ABD-İsrail saldırganlığı nasıl son bulacak?

  • GİRİŞ08.02.2025 08:38
  • GÜNCELLEME08.02.2025 08:38

Trump'ın Netanyahu ile arasında kriz var mı? Trump, Gazze çıkışı ile Netanyahu'yu ofsayta mı düşürmek istiyor? Yoksa sandalyesini ittiği efendisi Netanyahu mu?

Geçtiğimiz 6 aylık süre zarfında ara ara atıfta bulunduğumuz, dile getirdiğimiz bir düşünce vardı. Netanyahu'nun günah keçisi ilan edilip, Trump'ın İsrail'i aklama projesine dair. Son görüşme bu ikili arasındaki iletişimin sıhhati hakkında ciddi şüphelere sevk etti bizleri. Çünkü manzara sanki Trump'ın bu topraklarda planladığı her ne ise yola Netanyahu ile devam etmeye sıcak baktığını gösteriyordu.

GAZZE SÜRGÜNÜ PLANI NASIL YANKI BULDU?

■ İşlenecek Kayıtlar ■

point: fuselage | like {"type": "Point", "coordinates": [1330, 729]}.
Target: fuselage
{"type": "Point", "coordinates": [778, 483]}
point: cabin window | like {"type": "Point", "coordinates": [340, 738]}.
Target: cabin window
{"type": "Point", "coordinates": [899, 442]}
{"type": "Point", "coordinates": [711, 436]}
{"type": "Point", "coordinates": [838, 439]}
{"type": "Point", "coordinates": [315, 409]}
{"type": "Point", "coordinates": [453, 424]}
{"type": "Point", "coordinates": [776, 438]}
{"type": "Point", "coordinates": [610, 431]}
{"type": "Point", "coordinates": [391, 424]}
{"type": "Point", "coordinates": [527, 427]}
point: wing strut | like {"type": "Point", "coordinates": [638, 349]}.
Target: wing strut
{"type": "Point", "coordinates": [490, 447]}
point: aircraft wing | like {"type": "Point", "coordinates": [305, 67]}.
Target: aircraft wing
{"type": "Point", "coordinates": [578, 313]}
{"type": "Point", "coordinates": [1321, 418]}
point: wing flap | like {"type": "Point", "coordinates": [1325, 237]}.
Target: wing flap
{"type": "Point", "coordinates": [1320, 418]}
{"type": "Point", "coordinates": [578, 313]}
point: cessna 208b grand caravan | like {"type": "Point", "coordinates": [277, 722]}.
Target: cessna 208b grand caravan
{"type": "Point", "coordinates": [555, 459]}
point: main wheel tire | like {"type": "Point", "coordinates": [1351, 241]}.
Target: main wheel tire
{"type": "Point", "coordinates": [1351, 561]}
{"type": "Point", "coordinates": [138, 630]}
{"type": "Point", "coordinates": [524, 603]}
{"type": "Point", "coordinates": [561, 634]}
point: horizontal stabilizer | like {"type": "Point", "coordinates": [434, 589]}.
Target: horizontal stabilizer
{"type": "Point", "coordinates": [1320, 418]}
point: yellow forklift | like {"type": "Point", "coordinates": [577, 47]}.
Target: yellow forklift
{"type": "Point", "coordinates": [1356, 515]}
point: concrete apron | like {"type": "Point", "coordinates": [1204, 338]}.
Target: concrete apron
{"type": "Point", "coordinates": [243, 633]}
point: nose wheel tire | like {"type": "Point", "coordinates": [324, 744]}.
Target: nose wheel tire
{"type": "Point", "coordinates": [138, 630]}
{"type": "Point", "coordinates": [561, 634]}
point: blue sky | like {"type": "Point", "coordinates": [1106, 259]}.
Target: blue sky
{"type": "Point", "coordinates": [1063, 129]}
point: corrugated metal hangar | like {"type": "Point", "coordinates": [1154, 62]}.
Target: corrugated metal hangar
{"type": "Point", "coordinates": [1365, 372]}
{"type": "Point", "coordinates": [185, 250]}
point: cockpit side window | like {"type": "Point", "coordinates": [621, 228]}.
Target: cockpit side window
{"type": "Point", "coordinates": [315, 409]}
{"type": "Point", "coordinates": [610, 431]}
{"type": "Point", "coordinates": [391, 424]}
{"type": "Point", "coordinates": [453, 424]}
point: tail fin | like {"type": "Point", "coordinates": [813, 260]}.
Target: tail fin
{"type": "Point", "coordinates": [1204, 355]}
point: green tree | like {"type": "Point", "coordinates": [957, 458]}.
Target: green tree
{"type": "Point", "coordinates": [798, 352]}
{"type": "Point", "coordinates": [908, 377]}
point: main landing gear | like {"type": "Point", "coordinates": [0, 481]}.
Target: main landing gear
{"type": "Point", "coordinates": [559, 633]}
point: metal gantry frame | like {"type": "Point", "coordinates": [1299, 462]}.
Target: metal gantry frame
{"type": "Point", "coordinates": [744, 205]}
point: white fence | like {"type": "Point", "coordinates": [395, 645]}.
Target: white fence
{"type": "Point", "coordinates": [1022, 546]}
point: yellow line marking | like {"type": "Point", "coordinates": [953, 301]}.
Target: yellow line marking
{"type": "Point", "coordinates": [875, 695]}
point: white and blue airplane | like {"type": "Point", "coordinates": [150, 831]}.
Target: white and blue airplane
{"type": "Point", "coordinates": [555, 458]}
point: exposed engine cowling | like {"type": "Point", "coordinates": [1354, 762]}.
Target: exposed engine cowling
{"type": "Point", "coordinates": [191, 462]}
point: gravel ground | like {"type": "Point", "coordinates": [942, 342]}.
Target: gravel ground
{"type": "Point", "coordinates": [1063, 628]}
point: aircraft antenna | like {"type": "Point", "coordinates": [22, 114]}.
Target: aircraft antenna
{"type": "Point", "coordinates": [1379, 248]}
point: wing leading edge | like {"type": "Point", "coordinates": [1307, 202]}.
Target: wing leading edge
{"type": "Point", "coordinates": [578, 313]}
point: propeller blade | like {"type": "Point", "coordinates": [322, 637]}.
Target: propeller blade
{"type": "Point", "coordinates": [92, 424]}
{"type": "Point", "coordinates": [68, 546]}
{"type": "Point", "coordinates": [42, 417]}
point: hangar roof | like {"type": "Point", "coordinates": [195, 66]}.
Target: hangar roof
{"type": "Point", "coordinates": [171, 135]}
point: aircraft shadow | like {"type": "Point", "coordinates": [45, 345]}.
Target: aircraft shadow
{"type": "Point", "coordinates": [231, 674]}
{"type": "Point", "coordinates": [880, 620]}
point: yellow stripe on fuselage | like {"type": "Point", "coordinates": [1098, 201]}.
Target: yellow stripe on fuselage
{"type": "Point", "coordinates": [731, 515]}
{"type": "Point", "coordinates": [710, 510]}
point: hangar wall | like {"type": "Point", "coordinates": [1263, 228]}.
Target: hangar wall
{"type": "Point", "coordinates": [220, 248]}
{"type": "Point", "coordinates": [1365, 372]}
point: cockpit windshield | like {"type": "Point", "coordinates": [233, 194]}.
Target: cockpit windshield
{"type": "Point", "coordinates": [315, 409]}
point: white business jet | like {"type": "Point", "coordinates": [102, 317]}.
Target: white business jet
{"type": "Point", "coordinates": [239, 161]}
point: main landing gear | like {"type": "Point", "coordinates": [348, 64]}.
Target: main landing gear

■ Yönergeler ■
1) Kaynak metnin giriş tarihi ve saati nedir?
2) Kayıtlarda "point: white business" ifadesini içeren satırdan kayıtların sonuna kadar uzanan bölümü, iki ucu da dahil olmak üzere aynen yazınız.

■ Görev Yanıtları ■
1) 08.02.2025, saat 08:38.

2)
point: white business jet | like {"type": "Point", "coordinates": [102, 317]}.
Target: white business jet
{"type": "Point", "coordinates": [239, 161]}
point: main landing gear | like {"type": "Point", "coordinates": [348, 64]}.
Target: main landing gear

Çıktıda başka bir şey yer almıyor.